結論としては、tarで展開した場合はmetadataのみ書き込まれている(dataが書き込まれない)タイミングがある、ということですね。
今回の問題対応としてはtarでの展開shell scriptにて、展開先とは別名で展開、明示的にsync、展開先と展開したファイルのリネーム、といった手順を取る方向で行こうかと思います。
後学のため一点だけ追加で教えてください。
30秒ごとのチェックポイントでは必ずしもdataは書き込まれないと理解しました。
明示的にdataを書き込ませるためにはsyncする必要があるかと思いますが、明示的なsyncをしなかった場合にdataが書き込まれるタイミングはあり、どのタイミングで書き込むかを明示できるのでしょうか。それともいつかは書き込まれるが、それがいつになるかはわかならないとなるのでしょうか。(flushoncommitを追加しなかった場合)
at_dominique.m…
maezawa.toshihikoさん
マルティネです。
> 結論としては、tarで展開した場合はmetadataのみ書き込まれている(dataが書き込まれない)タイミングがある、ということですね。
はい。
> 今回の問題対応としてはtarでの展開shell scriptにて、展開先とは別名で展開、明示的にsync、展開先と展開したファイルのリネーム、といった手順を取る方向で行こうかと思います。
はい、それでいいと思います。
すべての node modules を展開するのであれば別のディレクトリに展開して、最後にディレクトリだけをリネームすればいいかもしれません。
(最近の util-linux 2.40 に入った「exch」コマンドですと二つのディレクトリを入れ替えることはできますので、そういうツールを使えると一時的に何もない問題もないですね。新しすぎて debian bookworm でまだ使えませんが、debian trixie か alpine 3.20 以上で使えます)
> 後学のため一点だけ追加で教えてください。
> 30秒ごとのチェックポイントでは必ずしもdataは書き込まれないと理解しました。
> 明示的にdataを書き込ませるためにはsyncする必要があるかと思いますが、明示的なsyncをしなかった場合にdataが書き込まれるタイミングはあり、どのタイミングで書き込むかを明示できるのでしょうか。それともいつかは書き込まれるが、それがいつになるかはわかならないとなるのでしょうか。(flushoncommitを追加しなかった場合)
「sync」コマンドはデータもちゃんと書き込んでいます。
sync コマンドにいくつかの使い方がありますので、そこだけご注意ください:
* sync file [...file]
(fsync の system call): そのファイルやディレクトリの内容をディスクに保存する。こちらの使い方ですと編集したすべてのファイルとディレクトリをリストする必要があります。
ファイルだけの場合ですとディレクトリのエントリが保存される保証はないので、ファイルを全く見えない恐れがあります。親ディレクトリだけの場合はファイルが書き込まれてない場合もありますので同じく 0 byte のファイルができてしまう恐れがあります。
* sync
(sync の system call): すべてのファイルシステムの metadata と data をディスクに保存します。
* sync -f file
(syncfs の system call): sync と同じですがそのファイルのファイルシステムのみが対象です。
よろしくお願いします
at_dominique.m…
2025年1月30日 11時00分
maezawa.toshihikoさん
お世話になっています、
マルティネです。

### 作業内容
抜粋のうち、「すべての node modules」を含む語句で始まり「0 byte のファイルができてしまう恐れがあります。」で終わる部分を、一字一句変えずに書き写してください。 このあとに続く行は、この作業では使いません。

データのまとまり
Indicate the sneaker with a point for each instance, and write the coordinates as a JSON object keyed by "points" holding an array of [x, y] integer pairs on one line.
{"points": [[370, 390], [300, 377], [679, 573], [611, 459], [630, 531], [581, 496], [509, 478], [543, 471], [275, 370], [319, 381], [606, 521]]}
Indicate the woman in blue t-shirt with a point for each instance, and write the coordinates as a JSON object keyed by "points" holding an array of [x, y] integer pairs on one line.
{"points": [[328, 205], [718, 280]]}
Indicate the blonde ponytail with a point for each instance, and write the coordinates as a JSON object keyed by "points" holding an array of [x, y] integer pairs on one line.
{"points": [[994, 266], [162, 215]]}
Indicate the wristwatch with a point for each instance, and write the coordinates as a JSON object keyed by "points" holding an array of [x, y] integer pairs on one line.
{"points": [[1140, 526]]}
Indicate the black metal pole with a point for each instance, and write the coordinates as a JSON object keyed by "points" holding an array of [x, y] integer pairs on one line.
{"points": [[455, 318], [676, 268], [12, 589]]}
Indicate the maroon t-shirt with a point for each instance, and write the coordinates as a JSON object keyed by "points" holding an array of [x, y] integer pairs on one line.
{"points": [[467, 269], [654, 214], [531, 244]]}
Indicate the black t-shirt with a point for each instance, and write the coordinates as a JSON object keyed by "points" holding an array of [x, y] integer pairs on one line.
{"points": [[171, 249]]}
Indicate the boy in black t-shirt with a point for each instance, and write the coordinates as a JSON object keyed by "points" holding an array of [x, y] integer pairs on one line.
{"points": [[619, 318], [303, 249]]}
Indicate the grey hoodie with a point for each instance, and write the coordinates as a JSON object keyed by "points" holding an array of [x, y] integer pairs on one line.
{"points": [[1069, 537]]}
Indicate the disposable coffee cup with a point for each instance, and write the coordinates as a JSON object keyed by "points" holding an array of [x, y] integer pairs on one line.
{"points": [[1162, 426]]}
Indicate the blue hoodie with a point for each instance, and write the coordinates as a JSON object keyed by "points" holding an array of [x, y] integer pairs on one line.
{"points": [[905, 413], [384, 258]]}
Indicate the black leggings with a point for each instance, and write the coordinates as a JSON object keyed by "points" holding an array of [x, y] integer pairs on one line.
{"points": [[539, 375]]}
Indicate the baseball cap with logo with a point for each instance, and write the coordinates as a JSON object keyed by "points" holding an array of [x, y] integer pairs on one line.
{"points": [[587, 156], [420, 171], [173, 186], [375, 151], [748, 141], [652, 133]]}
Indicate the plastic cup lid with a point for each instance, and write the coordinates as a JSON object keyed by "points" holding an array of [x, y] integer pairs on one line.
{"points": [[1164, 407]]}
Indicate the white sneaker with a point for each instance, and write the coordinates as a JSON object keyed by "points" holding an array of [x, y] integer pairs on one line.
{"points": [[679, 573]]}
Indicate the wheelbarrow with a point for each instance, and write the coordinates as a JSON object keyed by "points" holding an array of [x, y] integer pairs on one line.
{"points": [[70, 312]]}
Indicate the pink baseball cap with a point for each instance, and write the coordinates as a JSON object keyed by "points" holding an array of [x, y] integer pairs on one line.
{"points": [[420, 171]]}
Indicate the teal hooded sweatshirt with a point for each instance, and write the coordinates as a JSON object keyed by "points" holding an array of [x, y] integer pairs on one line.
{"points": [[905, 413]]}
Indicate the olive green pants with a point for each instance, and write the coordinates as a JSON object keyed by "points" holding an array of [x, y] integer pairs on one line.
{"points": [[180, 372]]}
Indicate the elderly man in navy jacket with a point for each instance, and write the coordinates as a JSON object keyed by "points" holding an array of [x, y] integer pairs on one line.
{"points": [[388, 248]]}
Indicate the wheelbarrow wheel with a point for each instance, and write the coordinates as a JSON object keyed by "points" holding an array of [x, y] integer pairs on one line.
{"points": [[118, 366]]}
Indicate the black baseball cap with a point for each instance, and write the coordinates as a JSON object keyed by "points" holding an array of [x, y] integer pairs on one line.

### 回答
すべての node modules を展開するのであれば別のディレクトリに展開して、最後にディレクトリだけをリネームすればいいかもしれません。
(最近の util-linux 2.40 に入った「exch」コマンドですと二つのディレクトリを入れ替えることはできますので、そういうツールを使えると一時的に何もない問題もないですね。新しすぎて debian bookworm でまだ使えませんが、debian trixie か alpine 3.20 以上で使えます)
> 後学のため一点だけ追加で教えてください。
> 30秒ごとのチェックポイントでは必ずしもdataは書き込まれないと理解しました。
> 明示的にdataを書き込ませるためにはsyncする必要があるかと思いますが、明示的なsyncをしなかった場合にdataが書き込まれるタイミングはあり、どのタイミングで書き込むかを明示できるのでしょうか。それともいつかは書き込まれるが、それがいつになるかはわかならないとなるのでしょうか。(flushoncommitを追加しなかった場合)
「sync」コマンドはデータもちゃんと書き込んでいます。
sync コマンドにいくつかの使い方がありますので、そこだけご注意ください:
* sync file [...file]
(fsync の system call): そのファイルやディレクトリの内容をディスクに保存する。こちらの使い方ですと編集したすべてのファイルとディレクトリをリストする必要があります。
ファイルだけの場合ですとディレクトリのエントリが保存される保証はないので、ファイルを全く見えない恐れがあります。親ディレクトリだけの場合はファイルが書き込まれてない場合もありますので同じく 0 byte のファイルができてしまう恐れがあります。